-- START SUPPLIED ENTRIES --
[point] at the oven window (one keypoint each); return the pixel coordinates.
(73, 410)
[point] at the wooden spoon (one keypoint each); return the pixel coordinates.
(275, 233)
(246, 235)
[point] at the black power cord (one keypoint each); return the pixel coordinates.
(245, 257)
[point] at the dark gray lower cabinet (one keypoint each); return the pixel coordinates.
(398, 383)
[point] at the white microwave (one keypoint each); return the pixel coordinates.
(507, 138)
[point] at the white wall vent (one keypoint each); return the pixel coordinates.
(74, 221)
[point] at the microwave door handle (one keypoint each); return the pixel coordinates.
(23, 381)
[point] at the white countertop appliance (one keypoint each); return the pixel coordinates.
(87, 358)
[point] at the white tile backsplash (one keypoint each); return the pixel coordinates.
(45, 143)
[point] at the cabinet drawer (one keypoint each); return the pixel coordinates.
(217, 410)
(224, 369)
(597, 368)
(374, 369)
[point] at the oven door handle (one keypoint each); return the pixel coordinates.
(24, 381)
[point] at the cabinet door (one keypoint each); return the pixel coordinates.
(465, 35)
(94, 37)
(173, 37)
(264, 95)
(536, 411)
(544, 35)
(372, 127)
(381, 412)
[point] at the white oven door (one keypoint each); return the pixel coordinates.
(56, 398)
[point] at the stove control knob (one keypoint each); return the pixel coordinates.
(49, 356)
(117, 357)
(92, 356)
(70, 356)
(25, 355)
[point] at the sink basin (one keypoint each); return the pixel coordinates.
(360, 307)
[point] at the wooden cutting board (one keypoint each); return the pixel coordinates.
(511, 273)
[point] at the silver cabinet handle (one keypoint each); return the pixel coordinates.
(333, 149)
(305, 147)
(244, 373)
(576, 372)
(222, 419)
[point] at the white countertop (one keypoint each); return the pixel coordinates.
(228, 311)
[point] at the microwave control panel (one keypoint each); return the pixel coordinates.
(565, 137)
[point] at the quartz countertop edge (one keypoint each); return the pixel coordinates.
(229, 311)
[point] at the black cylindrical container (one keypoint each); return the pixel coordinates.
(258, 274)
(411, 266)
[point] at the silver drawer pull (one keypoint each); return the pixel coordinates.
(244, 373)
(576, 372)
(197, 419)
-- END SUPPLIED ENTRIES --
Only the lines from the one that contains "[point] at the sink" to the end of the data should be output, exactly as they appear.

[point] at the sink basin (one keypoint each); return the pixel coordinates.
(360, 307)
[point] at the wooden cutting board (one keypoint each); return the pixel coordinates.
(511, 273)
[point] at the silver cabinet handle (one keypoint each); return the pixel coordinates.
(333, 149)
(305, 147)
(244, 373)
(576, 372)
(222, 419)
[point] at the white countertop (one keypoint each); return the pixel coordinates.
(228, 311)
[point] at the microwave control panel (one keypoint each); return the pixel coordinates.
(565, 137)
[point] at the quartz countertop edge (one keypoint each); return the pixel coordinates.
(229, 311)
[point] at the black cylindrical container (one keypoint each); return the pixel coordinates.
(258, 274)
(411, 266)
[point] at the silver drawer pull (one keypoint each); return the pixel coordinates.
(244, 373)
(576, 372)
(197, 419)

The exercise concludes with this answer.